# Exercise prompt:
In the Ratdog article, could you copy the stretch from "Considering Weir's set" through "the Dead side.", substituting "song list" for "set list"?

# Page:
##########

Here's an article by Jeff Maisey from

AFTER AN INITIAL warm-up jam, what song will Ratdog begin with at The NorVa on Tuesday? Will they follow it with "Bertha" or "Shakedown Street"? How about the encore? Could we expect "Franklin's Tower" or "Touch of Grey"?

Keeping fans guessing and making each concert unique through creative song selections and order of performance was a Grateful Dead tradition continued today by its founding rhythm guitarist, Bob Weir, and his band, Ratdog.

Ratdog, which counts Weir (guitar, vocals), Jay Lane (drums), Jeff Chimenti (keyboards), Mark Karan (guitar), Kenny Brooks (saxophone) and Robin Sylvester (bass) as full-time members, has an incredible 170-song repertoire to shuffle from city to city.

"I have a database of all the shows since Ratdog started," said Weir by telephone from his home in California. "Generally speaking, what I do is I bring up the last two or three times we played in a given town, and those songs are automatically out. Then I bring up the last seven or eight shows that we have done, and those songs are automatically out. And I start working from there so that we get a big rotation on all our material."

Ratdog's most recent performance in Hampton Roads was last year on March 18. According to, a fan Web site that documents and catalogs each concert set list, the songs played included "Cassidy," "Railroad Blues," "Tomorrow Never Knows," "Mississippi Half-Step," "Dark Star," "Dear Prudence," "The Other One" and "One More Saturday Night," among others.

Considering Weir's set list explanation, those are all but ruled out this time around. But in addition to a few recent originals and an interesting array of cover tunes, the set is sure to be weighted on the Dead side.

The Grateful Dead emerged from the psychedelic, counter-culture scene of the late 1960s, which had its epicenter in the Haight-Ashbury district of San Francisco. It was an "artist ghetto" where music, art and literature thrived. Weir says the members of the Grateful Dead, Jefferson Airplane, Big Brother and The Holding Company, and Quicksilver Messenger Service felt a sense of camaraderie.

"Those bands, we were all thick as thieves. We enjoyed each other as company and had a whole lot of fun."

##########

# Dataset content:
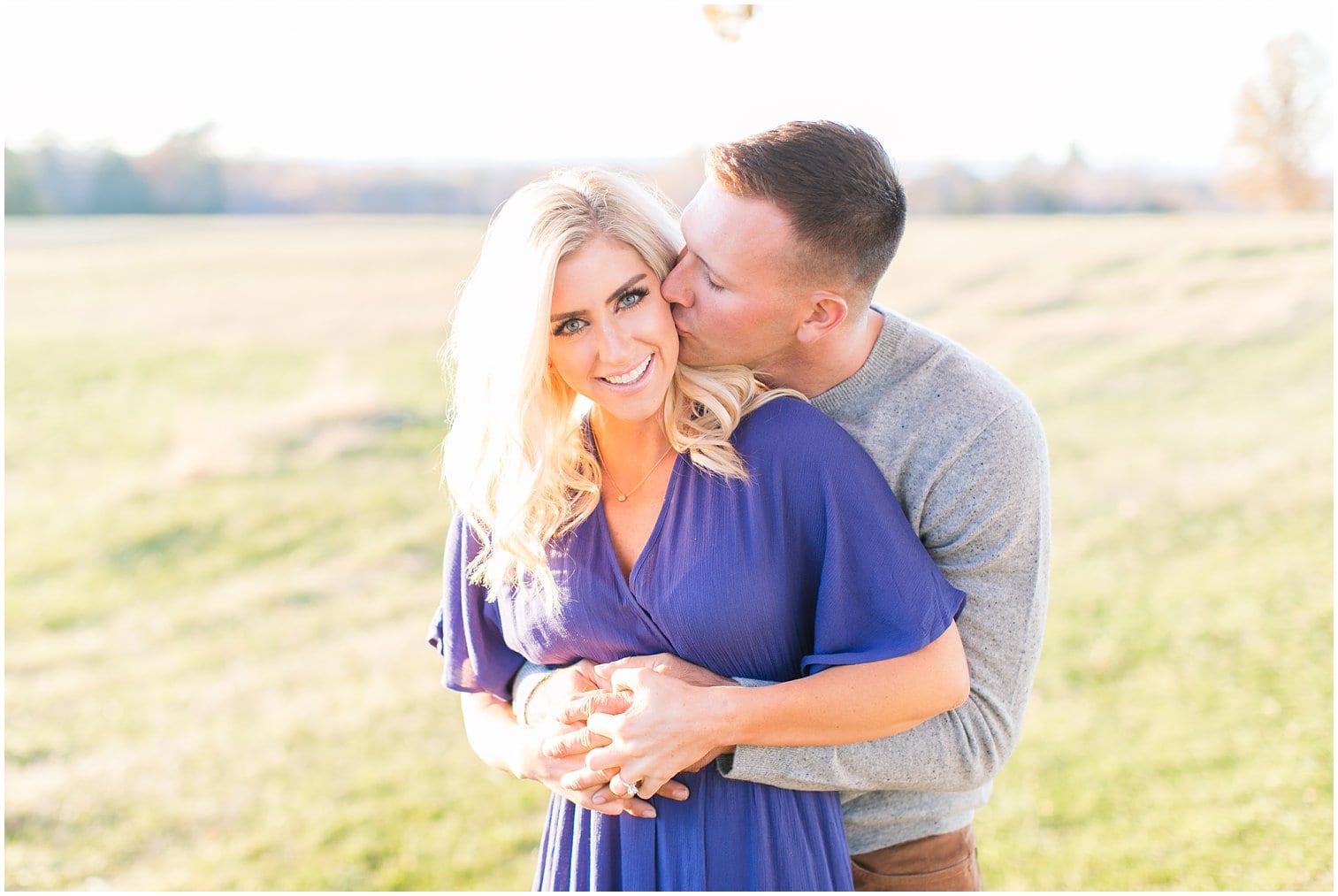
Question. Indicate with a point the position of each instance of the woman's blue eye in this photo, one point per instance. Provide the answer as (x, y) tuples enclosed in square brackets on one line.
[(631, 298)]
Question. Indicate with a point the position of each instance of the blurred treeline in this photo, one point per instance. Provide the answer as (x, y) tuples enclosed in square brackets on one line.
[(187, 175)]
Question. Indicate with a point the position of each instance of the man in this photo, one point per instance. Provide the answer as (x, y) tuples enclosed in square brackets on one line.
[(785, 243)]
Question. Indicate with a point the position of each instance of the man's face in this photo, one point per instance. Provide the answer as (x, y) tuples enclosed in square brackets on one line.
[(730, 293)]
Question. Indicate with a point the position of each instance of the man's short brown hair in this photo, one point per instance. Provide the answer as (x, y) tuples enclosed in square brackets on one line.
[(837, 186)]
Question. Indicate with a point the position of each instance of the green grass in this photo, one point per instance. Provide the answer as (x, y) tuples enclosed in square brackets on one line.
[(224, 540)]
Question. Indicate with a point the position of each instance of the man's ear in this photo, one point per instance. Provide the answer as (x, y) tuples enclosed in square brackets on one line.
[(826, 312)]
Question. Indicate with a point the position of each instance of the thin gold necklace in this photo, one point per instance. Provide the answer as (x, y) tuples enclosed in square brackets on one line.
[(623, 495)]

##########

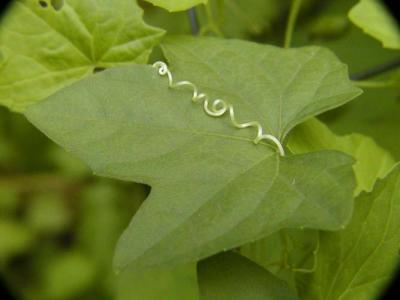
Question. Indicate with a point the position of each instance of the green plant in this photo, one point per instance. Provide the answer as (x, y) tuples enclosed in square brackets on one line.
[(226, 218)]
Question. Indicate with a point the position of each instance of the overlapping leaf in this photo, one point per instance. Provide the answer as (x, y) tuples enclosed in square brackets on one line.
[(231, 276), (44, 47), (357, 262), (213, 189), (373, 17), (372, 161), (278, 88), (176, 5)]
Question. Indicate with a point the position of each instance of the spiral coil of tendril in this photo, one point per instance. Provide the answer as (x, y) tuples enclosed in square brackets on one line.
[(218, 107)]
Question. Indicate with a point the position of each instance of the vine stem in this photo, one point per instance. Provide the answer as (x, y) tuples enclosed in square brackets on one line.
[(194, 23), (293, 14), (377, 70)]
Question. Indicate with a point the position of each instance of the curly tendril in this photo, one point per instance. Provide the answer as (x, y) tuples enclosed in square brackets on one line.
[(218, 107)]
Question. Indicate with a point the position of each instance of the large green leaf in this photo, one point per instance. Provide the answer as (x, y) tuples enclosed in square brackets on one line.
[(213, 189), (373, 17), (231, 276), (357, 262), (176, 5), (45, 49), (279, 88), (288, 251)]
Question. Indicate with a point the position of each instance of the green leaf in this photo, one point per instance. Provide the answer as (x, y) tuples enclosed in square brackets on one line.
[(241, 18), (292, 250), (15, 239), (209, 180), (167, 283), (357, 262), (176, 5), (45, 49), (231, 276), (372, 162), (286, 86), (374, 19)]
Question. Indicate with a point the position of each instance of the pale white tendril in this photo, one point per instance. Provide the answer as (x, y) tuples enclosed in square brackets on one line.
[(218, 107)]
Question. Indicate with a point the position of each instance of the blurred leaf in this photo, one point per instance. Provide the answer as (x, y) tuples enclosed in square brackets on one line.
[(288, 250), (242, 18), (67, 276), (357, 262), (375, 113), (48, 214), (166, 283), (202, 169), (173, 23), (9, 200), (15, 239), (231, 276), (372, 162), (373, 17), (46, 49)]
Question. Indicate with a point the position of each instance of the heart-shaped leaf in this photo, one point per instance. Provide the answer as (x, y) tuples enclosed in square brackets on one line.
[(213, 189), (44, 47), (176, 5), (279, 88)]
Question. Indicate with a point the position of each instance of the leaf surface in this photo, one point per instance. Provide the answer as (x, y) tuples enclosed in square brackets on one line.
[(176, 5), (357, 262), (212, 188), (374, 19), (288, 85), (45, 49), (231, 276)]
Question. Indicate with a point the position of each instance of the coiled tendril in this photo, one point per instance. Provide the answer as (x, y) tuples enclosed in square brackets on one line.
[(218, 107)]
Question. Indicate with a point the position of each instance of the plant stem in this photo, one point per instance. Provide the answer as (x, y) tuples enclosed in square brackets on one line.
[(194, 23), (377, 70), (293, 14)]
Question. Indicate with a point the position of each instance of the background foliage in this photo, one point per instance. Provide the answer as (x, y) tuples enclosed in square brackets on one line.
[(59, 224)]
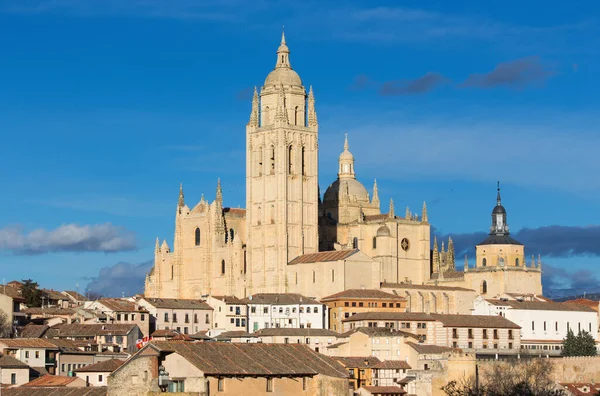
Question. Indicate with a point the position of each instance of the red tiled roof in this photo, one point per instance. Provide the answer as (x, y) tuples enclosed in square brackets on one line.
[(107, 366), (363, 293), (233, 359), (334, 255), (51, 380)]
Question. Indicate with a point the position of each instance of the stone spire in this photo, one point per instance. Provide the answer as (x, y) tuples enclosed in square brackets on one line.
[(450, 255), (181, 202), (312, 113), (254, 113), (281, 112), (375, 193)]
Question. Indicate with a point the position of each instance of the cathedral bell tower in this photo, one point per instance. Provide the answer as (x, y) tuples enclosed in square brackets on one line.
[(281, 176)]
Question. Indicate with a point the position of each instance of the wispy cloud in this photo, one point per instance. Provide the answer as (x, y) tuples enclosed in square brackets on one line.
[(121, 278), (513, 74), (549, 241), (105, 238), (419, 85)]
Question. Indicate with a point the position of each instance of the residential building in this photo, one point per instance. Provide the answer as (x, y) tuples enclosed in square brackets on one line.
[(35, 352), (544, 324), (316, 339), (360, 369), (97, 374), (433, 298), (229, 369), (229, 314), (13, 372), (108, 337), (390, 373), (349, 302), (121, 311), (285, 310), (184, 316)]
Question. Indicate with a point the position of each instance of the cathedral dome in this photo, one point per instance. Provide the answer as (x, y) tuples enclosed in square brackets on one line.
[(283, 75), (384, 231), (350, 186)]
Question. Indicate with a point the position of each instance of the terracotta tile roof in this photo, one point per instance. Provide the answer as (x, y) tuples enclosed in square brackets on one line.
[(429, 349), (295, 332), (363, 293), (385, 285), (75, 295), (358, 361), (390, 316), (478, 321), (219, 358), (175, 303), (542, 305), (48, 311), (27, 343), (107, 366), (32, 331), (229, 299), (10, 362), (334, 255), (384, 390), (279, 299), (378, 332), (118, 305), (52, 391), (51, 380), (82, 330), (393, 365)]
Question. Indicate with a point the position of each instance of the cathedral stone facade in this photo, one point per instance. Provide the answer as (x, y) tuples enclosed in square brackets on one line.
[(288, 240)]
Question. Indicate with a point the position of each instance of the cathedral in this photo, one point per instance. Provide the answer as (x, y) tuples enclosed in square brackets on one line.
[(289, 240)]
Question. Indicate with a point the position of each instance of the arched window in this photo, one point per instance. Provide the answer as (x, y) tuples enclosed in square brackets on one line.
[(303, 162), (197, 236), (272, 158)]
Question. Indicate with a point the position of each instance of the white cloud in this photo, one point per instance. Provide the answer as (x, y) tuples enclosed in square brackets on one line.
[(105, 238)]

##########

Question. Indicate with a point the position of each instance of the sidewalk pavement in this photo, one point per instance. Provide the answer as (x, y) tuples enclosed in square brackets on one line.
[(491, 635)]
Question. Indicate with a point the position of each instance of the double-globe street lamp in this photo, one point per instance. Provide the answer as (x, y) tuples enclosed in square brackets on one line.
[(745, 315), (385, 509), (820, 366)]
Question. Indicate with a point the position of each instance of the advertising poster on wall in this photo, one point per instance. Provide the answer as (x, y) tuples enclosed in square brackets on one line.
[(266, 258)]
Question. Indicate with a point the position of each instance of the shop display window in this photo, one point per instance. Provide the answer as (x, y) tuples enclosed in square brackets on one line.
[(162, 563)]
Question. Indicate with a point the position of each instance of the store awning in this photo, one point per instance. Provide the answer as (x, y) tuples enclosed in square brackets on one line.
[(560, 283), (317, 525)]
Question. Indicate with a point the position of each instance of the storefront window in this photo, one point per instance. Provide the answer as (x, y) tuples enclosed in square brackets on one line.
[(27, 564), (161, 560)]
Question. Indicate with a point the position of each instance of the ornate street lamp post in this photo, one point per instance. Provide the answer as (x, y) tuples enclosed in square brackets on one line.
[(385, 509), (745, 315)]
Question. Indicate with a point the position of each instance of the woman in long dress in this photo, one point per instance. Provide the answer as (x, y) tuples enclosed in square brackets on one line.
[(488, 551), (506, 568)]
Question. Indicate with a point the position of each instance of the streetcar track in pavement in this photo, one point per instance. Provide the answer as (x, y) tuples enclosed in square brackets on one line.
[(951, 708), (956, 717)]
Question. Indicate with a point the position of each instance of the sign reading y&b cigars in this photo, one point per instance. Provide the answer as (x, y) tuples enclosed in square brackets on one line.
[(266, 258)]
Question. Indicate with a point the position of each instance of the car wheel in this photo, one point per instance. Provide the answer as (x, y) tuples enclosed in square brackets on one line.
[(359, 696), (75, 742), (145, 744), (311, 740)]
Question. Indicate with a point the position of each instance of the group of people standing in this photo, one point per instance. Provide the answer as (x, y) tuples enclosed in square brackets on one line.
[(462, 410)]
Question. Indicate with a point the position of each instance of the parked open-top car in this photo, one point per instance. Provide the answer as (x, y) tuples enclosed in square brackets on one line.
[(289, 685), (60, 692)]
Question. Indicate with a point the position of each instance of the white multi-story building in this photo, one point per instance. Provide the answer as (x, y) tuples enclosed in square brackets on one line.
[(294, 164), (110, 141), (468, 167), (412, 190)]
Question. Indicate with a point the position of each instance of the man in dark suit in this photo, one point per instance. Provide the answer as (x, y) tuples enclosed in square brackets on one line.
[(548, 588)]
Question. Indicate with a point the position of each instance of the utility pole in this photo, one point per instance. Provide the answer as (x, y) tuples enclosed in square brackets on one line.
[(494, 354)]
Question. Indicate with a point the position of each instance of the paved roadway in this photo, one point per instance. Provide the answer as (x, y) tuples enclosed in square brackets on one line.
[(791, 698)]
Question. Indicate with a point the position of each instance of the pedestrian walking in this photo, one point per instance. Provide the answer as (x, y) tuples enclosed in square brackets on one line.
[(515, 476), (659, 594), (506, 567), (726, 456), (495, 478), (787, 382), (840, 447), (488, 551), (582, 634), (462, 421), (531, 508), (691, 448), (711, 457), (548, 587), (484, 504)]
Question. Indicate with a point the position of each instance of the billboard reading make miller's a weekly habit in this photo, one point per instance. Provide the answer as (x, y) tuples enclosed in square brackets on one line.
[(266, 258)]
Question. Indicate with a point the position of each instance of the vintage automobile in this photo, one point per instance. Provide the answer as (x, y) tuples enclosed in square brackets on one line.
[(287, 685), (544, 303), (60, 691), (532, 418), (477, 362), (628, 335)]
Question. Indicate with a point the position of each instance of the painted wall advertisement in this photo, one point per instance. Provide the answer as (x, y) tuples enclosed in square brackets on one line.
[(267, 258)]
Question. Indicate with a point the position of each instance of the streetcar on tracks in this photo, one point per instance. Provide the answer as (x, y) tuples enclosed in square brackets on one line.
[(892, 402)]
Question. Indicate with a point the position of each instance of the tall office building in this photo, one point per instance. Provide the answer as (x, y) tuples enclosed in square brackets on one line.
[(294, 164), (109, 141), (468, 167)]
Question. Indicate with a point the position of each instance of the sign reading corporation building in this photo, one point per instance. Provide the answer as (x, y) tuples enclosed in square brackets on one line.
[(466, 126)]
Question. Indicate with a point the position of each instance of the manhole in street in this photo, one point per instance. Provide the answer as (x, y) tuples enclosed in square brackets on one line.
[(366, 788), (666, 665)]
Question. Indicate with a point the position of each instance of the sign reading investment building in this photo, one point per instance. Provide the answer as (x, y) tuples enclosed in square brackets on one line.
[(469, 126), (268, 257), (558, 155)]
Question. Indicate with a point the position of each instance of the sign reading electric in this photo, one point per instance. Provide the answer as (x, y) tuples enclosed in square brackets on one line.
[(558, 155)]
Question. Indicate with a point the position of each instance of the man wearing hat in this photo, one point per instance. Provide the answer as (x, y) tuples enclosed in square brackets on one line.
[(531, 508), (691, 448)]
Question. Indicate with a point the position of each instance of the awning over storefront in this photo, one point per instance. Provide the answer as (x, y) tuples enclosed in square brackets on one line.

##########

# Problem solution:
Considering Weir's song list explanation, those are all but ruled out this time around. But in addition to a few recent originals and an interesting array of cover tunes, the set is sure to be weighted on the Dead side.